Given exercise – Please copy the part of the entries that opens with the line containing "Ground the yellow" and closes at the end of the entries, substituting "rectangles" for "bounding boxes" and leaving everything else unchanged.

# # # # #

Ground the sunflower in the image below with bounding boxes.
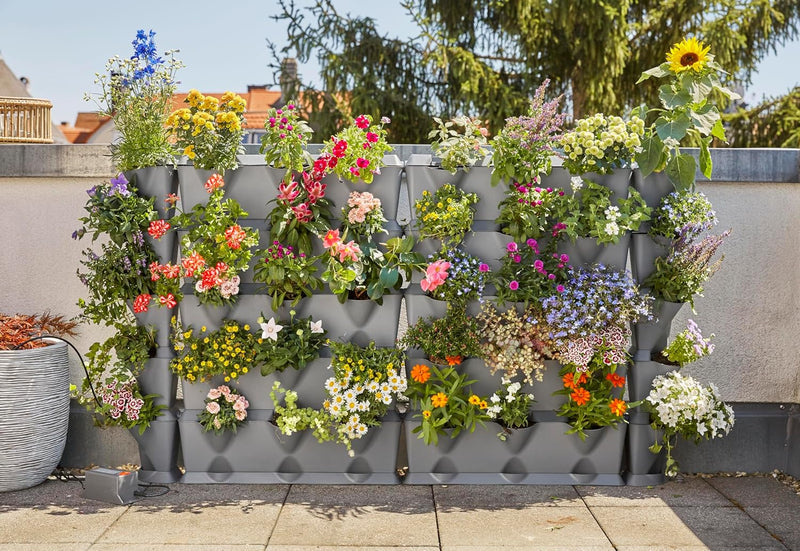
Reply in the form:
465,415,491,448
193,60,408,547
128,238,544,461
667,38,711,73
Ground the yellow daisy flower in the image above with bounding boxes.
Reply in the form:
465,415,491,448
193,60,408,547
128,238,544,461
667,38,711,73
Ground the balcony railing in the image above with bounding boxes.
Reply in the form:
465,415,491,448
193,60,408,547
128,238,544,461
0,96,53,143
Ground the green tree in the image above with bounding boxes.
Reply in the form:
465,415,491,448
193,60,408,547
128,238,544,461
270,0,800,143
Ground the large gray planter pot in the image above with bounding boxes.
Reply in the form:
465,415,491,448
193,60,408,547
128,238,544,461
0,340,69,492
633,170,675,212
179,409,400,484
130,411,181,484
558,233,631,272
581,168,633,204
632,300,685,361
136,358,178,409
183,356,333,410
178,155,286,219
131,304,177,352
631,233,669,283
125,166,178,220
625,423,667,486
403,420,627,486
322,155,403,231
406,154,508,224
296,293,402,346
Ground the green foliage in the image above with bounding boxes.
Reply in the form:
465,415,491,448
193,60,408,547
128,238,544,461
428,116,489,174
406,364,489,446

# # # # #

Solution below –
Ground the yellow daisy flower in the image above with rectangles.
Reply in the form:
465,415,491,448
193,60,408,547
128,238,544,461
667,38,711,73
Ground the balcony railing in the image above with rectangles.
Reply in the form:
465,415,491,448
193,60,408,547
128,238,544,461
0,96,53,143
Ground the green tree in the image above with rectangles.
Reply in the form:
465,415,491,448
193,60,408,547
128,238,544,461
270,0,800,143
Ground the large gray planter pot in the image above with rectangles.
Reply in the form:
465,415,491,448
193,60,408,547
128,238,544,461
0,340,69,492
633,170,675,212
179,409,400,484
130,411,181,484
558,233,631,272
581,168,633,204
632,300,685,361
136,358,178,409
183,356,333,410
178,155,286,219
131,304,177,352
631,233,669,283
125,166,178,220
625,423,667,486
403,420,627,486
322,155,403,231
406,154,508,224
296,293,402,346
Ground the green foliage in the image above with rectangles.
Reply in the form:
465,415,491,448
193,60,408,547
128,238,544,461
428,116,489,174
406,364,489,446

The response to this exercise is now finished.